PAGE EXTRACT Block Start

With its overarching theme titled ‘Sustainable Development: Envisaging the Future Together,’ the conference serves as a forum for exchanging dialogues on sustainable development issues. Development practitioners, social scientists, academia, civil society, and policymakers from across the world particularly South Asia are participating in the conference.
SDPI Executive Director Dr Abid Qaiyum Suleri said, “This conference provides a platform to evaluate and learn what we have done wrong to avoid these mistakes in future.” Furthermore, he added, “We have gathered here to reiterate and reaffirm our commitment to a shared and sustainable future.” He stressed on the importance of cooperation for the development and said that today challenges are global and can’t be solve individually that’s why strong collaboration and coordination of all stakeholder at national, regional, and international level is need of the hour.
Former Ambassador and Chairperson of SDPI BoG Shafqat Kakakhel said that the topics of the conference include issues like socio-economic development, issues related to water and energy sector that cause vulnerability in arid and semi-arid regions and rights of minorities with more focus on the promotion of stakeholders’ collaboration and integrated investment. He said a strong collaboration at national, regional and world level is essential to achieve SDGs effectively.

PAGE EXTRACT Block End
DATASET EXCERPTS Block Start

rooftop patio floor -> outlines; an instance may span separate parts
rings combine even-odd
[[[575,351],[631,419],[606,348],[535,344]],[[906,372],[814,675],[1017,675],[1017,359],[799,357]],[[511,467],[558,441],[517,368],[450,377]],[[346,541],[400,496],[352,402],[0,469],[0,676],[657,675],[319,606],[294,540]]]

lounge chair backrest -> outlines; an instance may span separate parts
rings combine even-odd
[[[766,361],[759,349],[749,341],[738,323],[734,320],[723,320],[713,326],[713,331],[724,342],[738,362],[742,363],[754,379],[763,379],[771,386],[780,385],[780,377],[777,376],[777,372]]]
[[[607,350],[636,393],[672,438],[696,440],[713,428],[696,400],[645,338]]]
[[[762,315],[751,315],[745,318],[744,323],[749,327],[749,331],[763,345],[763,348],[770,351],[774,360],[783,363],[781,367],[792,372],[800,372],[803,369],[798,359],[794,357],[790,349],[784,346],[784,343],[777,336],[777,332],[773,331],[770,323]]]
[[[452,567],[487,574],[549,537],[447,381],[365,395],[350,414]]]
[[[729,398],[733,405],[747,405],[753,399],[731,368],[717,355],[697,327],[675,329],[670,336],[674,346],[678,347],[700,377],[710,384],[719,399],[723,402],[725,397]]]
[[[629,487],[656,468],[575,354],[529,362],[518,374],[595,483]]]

DATASET EXCERPTS Block End

• WORK TO BE COMPLETED:
Answer these questions using the conference report above.
(a) What is the conference's overarching theme?
(b) Who is the Executive Director of SDPI?
(c) Besides being a former ambassador, what position does Shafqat Kakakhel hold?

• EXERCISE ANSWER:
(a) "Sustainable Development: Envisaging the Future Together"
(b) Dr Abid Qaiyum Suleri
(c) Chairperson of SDPI BoG